• _What you should do_: Set down each line of the material that follows exactly, and leave its pictures out.

───── Material for this task

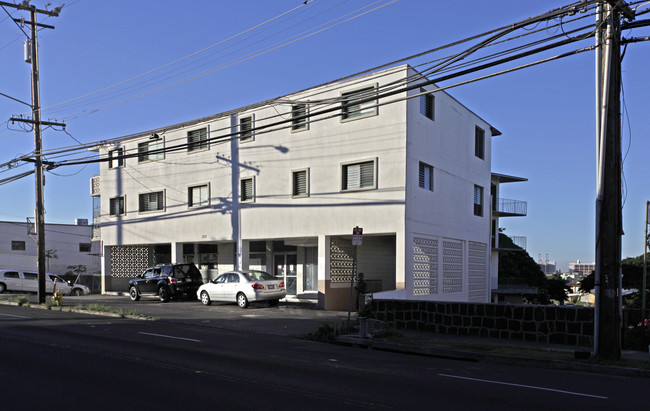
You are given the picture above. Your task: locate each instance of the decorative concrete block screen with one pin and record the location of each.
(541, 324)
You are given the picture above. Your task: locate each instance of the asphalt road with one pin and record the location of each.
(61, 360)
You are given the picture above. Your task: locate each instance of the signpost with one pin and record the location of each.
(357, 239)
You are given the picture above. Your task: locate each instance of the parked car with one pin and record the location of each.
(24, 281)
(167, 281)
(243, 287)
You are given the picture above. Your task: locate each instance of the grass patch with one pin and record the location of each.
(21, 299)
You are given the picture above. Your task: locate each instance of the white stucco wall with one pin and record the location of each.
(64, 239)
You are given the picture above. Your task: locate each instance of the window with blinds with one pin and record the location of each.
(197, 140)
(427, 105)
(478, 201)
(116, 158)
(299, 117)
(479, 143)
(357, 176)
(117, 206)
(247, 190)
(198, 196)
(355, 106)
(151, 202)
(426, 176)
(300, 183)
(151, 151)
(246, 129)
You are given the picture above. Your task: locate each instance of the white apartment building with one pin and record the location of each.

──────────

• _Solution to the exercise_:
You are given the picture above. Your task: locate each instance of the decorative concrete block screen with one pin and record the location of each.
(541, 324)
You are given the picture above. Your task: locate each instance of the asphalt road with one pin and record the location of each.
(61, 360)
You are given the picture above. Your task: locate each instance of the signpost with one pin and record the location of each.
(357, 239)
You are given the picture above. Your task: locate each instance of the parked car with one pin and record the location of each.
(24, 281)
(167, 281)
(243, 287)
You are given the picture above. Your task: locate each instance of the grass patch with one pin and record the location of each.
(21, 299)
You are given the picture above. Your task: locate each instance of the white stucco wall with one pin and record the location of each.
(64, 239)
You are given the picture above. Your task: locate each instance of the window with blinds with one pin and record the location of each.
(197, 140)
(427, 105)
(478, 201)
(116, 158)
(299, 117)
(479, 143)
(357, 176)
(117, 206)
(247, 190)
(198, 196)
(355, 106)
(151, 202)
(426, 176)
(300, 183)
(151, 151)
(246, 129)
You are given the picture above. Your task: locate each instance of the white apartment building with one pin and record the location of each.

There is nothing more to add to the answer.